── Document passage
South Africa

South Africa

Is John’s head finally on the Block?

Is John’s head finally on the Block?

The ANC’s leader of the Northern Cape, who is also that government’s finance MEC, seems to be the province’s Houdini – wrangling his way out of all manner of charges of malfeasance. But John Block’s back in the dock on not one, but two cases. Will the charges stick this time? By MANDY DE WAAL.

John Block’s agonisingly slow march to justice on multiple charges of corruption, fraud, racketeering and money laundering has taken another shuffle forward, but two steps back.

The fraud, corruption and money laundering trial involving the leader of the ANC in the Northern Cape and the province’s MEC for finance, economic affairs and tourism has been set to begin in the Northern Cape High Court on Monday 28 October 2013. Block will be appearing with the Northern Cape’s social development MEC Alvin Botes, ANC MP Yolanda Botha, a local businessman and three officials from the SA Social Security Agency.

In these court cases (yes, there’s more than one) Block faces charges of corruption, money laundering and fraud of over R100 million related to a lease scam that he was allegedly involved in between 2005 and 2009.

This case involves thirty leases, and includes the leasing of property to the Department of Social Development and the South African Social Services Agency in Kimberley, Upington, Springbok, Kuruman, and Douglas for massively inflated rentals, to enable kickbacks to be paid out. The National Prosecuting Authority alleges that Block’s take in this matter was well over R1 million.

Once this trial is done (the NPA says it will run from October to December 2013), Block will be back in court on 31 January 2014, to face charges of fraud and racketeering to the tune of some R42 million, this time related to the purchase of water purifiers and oxygen tanks.

Block’s co-accused in this case is none other than Uruguayan businessman, Gaston Savoi, who was fingered in a massive tenders-for-kickbacks scandal that was operated through his company, the Intaka Health Group. In this leg of the scandal water purification systems at a market value of just over R700,000 were procured from Intaka for about R5 million a pop.
────
» What is asked
1) According to the article on John Block's corruption cases, on what date was the trial over the lease scam set to begin in the Northern Cape High Court?
2) Return every line of the records that contains the string "QUERY", treating uppercase and lowercase letters as different.
── Task inputs
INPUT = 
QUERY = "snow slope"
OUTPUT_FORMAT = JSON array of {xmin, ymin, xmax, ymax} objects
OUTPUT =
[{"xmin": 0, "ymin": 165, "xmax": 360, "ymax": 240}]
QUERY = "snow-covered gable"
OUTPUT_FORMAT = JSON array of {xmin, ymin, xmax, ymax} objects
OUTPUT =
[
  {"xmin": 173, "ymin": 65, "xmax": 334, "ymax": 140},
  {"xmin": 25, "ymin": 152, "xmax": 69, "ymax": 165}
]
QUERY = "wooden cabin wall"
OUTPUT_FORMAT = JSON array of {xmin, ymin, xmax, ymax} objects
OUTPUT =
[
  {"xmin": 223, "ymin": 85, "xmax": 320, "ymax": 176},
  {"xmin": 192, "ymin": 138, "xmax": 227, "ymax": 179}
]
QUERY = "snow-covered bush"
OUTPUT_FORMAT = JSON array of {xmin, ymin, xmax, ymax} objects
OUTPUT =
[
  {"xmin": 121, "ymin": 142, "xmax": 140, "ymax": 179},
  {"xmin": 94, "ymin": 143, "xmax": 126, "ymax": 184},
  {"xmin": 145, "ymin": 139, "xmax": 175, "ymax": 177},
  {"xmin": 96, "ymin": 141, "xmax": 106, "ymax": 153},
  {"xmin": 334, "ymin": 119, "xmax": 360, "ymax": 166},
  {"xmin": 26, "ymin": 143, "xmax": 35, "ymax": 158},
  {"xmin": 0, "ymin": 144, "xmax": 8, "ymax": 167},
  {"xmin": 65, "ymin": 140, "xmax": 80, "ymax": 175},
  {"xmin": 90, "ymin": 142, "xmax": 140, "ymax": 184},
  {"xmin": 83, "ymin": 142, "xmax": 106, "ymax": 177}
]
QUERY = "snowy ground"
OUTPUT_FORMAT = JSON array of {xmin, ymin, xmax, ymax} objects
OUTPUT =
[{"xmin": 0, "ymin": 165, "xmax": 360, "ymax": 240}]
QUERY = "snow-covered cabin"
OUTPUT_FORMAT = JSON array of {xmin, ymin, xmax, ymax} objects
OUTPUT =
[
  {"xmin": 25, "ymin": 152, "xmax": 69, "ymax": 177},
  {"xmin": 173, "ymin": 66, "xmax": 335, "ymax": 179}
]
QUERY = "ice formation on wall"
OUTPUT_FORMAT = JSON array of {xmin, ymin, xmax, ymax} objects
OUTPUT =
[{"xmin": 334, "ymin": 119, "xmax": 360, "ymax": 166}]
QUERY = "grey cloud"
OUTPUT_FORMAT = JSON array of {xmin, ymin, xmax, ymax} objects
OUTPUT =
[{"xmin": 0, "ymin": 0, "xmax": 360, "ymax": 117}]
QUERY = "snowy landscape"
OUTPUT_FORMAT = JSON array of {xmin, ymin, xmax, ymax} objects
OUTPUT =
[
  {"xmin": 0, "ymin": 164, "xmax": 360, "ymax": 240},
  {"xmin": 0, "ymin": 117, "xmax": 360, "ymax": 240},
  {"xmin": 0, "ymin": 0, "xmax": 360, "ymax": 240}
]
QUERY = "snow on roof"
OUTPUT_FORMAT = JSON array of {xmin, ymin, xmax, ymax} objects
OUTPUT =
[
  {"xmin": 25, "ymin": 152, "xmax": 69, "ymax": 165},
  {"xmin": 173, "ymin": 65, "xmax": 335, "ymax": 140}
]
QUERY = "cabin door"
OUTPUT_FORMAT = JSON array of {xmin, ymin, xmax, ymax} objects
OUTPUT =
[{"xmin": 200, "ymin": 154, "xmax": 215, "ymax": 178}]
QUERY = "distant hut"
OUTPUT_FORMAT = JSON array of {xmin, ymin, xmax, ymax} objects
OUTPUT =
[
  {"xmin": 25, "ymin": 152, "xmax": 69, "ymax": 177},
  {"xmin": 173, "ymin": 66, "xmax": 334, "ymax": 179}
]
────
» Task responses
1) Monday 28 October 2013.

2)
QUERY = "snow slope"
QUERY = "snow-covered gable"
QUERY = "wooden cabin wall"
QUERY = "snow-covered bush"
QUERY = "snowy ground"
QUERY = "snow-covered cabin"
QUERY = "ice formation on wall"
QUERY = "grey cloud"
QUERY = "snowy landscape"
QUERY = "snow on roof"
QUERY = "cabin door"
QUERY = "distant hut"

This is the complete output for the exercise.